* start Article *

Green Coffee Quality Report
Review and Expectations
Brazil: Harvesting is virtually finished. Some high and cool lands are still under the final process but the picking is practically all done. Farmers are now
under cleaning procedures to leave coffee trees ready to get the flowering. By the way, many photos of flowering are circulating. Indeed those areas that got good rains 7 to 10 days ago
got good flowering. Parana and Alta Paulista got the main flowering with about 70% coverage. Mogiana also got reasonable rains therefore got flowering that covered at least half of the tree
potential. However South of Minas, Cerrado and Zona da Mata areas had irregular or no rains at all therefore got small or no flowering yet. Those areas that had good flowering coverage will need
rains soon to confirm the fixing. The other areas that received few rains and irregular flowering will need good rains as well to trigger flowering. Weather lately has been ideal for natural
drying thus improving cup quality at the end of the season. CONAB released their final 2017 crop estimate. They reemphasize that total crop is at 44.7 Mio. bags planted into 2.2 Mio. hectar.
Arabica production in their survey was 34.07 Mio. bags while Conilons was 10.77 Mio. bags. Although usually CONAB´s figures are on the low side of the estimates, this forecast is not that far
from some other available private estimates.

* end Article *
* start Rows *

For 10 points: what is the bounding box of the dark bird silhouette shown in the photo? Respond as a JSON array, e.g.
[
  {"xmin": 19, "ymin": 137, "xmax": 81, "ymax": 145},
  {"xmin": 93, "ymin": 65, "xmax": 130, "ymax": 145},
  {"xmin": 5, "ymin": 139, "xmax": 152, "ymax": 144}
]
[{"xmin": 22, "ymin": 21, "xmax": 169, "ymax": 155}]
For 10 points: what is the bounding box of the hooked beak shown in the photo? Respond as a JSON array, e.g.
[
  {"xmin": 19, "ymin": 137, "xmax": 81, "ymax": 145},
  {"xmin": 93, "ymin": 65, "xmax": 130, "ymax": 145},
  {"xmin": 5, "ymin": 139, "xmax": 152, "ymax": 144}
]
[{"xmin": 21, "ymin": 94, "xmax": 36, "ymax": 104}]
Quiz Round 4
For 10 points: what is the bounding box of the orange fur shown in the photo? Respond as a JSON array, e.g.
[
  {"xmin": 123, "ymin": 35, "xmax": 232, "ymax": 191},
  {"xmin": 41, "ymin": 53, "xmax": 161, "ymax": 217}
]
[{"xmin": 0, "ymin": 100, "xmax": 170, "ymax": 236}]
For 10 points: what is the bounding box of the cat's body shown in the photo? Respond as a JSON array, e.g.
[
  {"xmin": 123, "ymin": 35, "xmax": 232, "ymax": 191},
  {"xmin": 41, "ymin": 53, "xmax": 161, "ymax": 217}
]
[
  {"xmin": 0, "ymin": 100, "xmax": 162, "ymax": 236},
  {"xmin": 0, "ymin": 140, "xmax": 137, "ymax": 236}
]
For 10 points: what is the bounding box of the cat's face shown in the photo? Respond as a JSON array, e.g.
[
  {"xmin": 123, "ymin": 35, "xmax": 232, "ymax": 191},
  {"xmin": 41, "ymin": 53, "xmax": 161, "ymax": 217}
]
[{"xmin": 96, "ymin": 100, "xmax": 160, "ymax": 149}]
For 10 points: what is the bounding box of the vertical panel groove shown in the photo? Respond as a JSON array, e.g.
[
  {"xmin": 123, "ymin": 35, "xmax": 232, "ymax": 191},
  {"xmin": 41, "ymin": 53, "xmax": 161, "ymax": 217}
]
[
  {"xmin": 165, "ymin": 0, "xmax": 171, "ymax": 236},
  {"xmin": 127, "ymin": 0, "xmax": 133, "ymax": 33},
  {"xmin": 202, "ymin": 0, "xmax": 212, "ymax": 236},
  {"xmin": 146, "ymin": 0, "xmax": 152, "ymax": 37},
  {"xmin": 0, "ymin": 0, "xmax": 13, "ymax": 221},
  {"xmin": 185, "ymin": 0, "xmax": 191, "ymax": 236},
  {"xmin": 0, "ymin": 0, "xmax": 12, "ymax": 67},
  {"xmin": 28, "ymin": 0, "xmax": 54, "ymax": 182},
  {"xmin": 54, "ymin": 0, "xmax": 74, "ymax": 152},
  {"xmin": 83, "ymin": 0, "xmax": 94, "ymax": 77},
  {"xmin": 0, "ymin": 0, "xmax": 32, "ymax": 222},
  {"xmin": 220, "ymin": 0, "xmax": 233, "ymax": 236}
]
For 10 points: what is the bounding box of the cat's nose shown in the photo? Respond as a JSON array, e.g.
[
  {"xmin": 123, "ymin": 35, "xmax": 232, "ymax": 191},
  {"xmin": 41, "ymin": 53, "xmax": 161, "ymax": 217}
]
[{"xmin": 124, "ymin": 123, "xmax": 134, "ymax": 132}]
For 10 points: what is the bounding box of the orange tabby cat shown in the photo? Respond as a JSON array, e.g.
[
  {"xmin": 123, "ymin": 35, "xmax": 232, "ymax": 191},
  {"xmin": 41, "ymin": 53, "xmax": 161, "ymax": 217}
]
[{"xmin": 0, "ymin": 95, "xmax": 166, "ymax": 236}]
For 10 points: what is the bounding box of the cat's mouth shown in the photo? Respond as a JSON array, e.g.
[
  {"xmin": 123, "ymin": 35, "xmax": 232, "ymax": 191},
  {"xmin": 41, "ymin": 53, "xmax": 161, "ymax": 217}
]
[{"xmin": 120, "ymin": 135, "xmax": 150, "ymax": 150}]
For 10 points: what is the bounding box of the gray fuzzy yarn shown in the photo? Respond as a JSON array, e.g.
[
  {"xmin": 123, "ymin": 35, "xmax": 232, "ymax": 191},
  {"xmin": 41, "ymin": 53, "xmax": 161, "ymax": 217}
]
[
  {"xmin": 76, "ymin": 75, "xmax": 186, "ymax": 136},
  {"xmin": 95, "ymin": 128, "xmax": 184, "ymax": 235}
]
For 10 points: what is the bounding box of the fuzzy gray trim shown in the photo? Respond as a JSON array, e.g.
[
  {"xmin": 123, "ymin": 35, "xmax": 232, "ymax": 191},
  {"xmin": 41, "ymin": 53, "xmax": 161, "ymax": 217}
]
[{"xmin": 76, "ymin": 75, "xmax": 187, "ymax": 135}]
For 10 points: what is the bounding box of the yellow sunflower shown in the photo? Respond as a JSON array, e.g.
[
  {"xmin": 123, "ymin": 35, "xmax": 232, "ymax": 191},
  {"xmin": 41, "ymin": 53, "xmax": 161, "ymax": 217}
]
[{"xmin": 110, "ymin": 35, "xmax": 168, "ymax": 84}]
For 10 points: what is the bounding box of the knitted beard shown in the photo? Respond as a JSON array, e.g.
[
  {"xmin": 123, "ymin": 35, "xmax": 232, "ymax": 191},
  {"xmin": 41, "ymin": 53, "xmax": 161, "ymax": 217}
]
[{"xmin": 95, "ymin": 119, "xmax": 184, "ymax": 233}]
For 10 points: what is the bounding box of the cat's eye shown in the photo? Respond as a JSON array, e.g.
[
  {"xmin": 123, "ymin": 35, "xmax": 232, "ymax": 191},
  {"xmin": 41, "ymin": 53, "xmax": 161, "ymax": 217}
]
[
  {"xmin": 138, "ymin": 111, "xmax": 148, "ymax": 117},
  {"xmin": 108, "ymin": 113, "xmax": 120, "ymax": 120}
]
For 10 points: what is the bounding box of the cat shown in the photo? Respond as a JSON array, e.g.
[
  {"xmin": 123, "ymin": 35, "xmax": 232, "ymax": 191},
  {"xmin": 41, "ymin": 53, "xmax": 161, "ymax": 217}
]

* end Rows *

§ List of tasks
[1] Translate this sentence from the green coffee report into Spanish: "Weather lately has been ideal for natural drying thus improving cup quality at the end of the season."
[2] Reproduce the passage of the green coffee report that starts at "Arabica production in" and ends at "available private estimates.", word for word.
[3] Carry the green coffee quality report forward from its last sentence.

§ Results in order
[1] Últimamente el clima ha sido ideal para el secado natural, lo que mejora la calidad de taza al final de la temporada.

[2]
Arabica production in their survey was 34.07 Mio. bags while Conilons was 10.77 Mio. bags. Although usually CONAB´s figures are on the low side of the estimates, this forecast is not that far
from some other available private estimates.

[3]
Brazil’s roaster association (Abic) stated that its members are having difficulty obtaining raw material due to high levels of beans affected by the coffee-berry borer, forcing them to buy higher quality beans. Political scandals are in the spotlights with many top politicians been accused by corruption acts in all levels. From ex-president Lula till president Termer and ministers.
Colombia: The flow of parchment is about to increase now by every week. The Mitaca has finished and pickings of the main crop are 15 days away. Main crop flow starts slowly.
Costa Rica: The weather retains its spot in the headlines, flooding reported in San Jose without significantly affecting the coffee areas, but supporting pest breeding conditions. Business is slowing down, producers not in a rush to sell and are not attracted by prices.
The Costa Rican coffee crop in the HB region is at least 1 month behind due to late flowering experienced this year by end of March 17. Also, a fact is that this rainy season has been stronger (in volume and intensity) than the previous 3 seasons which have slowed or delayed the proper ripening of coffee cherries. There are some players that used to sell coffees for late shipment each crop and these players always count on the entrance of the new crop to facilitate the mixing and exporting of coffees. However they have not been delivered with their contracted purchases from 3rd parties mills / coops or their wet/dry mills are not receiving the normal amount of early pickings this crop 17/18, to properly support those late crop 16/17 shipments. Costa Rica coffee is an every year case study with different situations and complications each harvest. However and to the contrary of their neighboring countries in the Central American region, Costa Rica always sells all its coffee; at least so far…………………….
About 28% of the new crop are already committed. ICAFE released the 2nd. crop estimate raising it by 13.6% over the last estimate to 1.63 Mio bags.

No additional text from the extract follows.